** START Material for this exercise **

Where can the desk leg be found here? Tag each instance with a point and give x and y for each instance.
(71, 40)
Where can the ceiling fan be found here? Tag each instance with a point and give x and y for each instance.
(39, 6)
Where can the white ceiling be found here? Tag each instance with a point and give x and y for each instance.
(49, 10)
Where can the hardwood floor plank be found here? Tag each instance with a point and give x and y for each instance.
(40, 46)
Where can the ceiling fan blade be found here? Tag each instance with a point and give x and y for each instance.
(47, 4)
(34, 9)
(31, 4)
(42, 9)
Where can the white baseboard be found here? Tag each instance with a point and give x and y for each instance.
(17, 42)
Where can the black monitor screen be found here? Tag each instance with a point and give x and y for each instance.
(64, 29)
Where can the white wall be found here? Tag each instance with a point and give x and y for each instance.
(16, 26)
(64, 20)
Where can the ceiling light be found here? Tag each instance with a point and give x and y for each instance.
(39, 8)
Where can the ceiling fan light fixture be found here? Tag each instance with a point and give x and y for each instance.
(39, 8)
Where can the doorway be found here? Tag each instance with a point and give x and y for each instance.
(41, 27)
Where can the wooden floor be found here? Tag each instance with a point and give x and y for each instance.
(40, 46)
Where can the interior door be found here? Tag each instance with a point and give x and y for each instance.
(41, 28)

** END Material for this exercise **

**Your task:**
Present every line of the items above as a Markdown table with the columns Row and Text, numbering each row and leaving out blank lines.

**Exercise response:**
| Row | Text |
|---|---|
| 1 | Where can the desk leg be found here? Tag each instance with a point and give x and y for each instance. |
| 2 | (71, 40) |
| 3 | Where can the ceiling fan be found here? Tag each instance with a point and give x and y for each instance. |
| 4 | (39, 6) |
| 5 | Where can the white ceiling be found here? Tag each instance with a point and give x and y for each instance. |
| 6 | (49, 10) |
| 7 | Where can the hardwood floor plank be found here? Tag each instance with a point and give x and y for each instance. |
| 8 | (40, 46) |
| 9 | Where can the ceiling fan blade be found here? Tag each instance with a point and give x and y for each instance. |
| 10 | (47, 4) |
| 11 | (34, 9) |
| 12 | (31, 4) |
| 13 | (42, 9) |
| 14 | Where can the white baseboard be found here? Tag each instance with a point and give x and y for each instance. |
| 15 | (17, 42) |
| 16 | Where can the black monitor screen be found here? Tag each instance with a point and give x and y for each instance. |
| 17 | (64, 29) |
| 18 | Where can the white wall be found here? Tag each instance with a point and give x and y for each instance. |
| 19 | (16, 26) |
| 20 | (64, 20) |
| 21 | Where can the ceiling light be found here? Tag each instance with a point and give x and y for each instance. |
| 22 | (39, 8) |
| 23 | Where can the ceiling fan light fixture be found here? Tag each instance with a point and give x and y for each instance. |
| 24 | (39, 8) |
| 25 | Where can the doorway be found here? Tag each instance with a point and give x and y for each instance. |
| 26 | (41, 27) |
| 27 | Where can the wooden floor be found here? Tag each instance with a point and give x and y for each instance. |
| 28 | (40, 46) |
| 29 | Where can the interior door be found here? Tag each instance with a point and give x and y for each instance. |
| 30 | (41, 28) |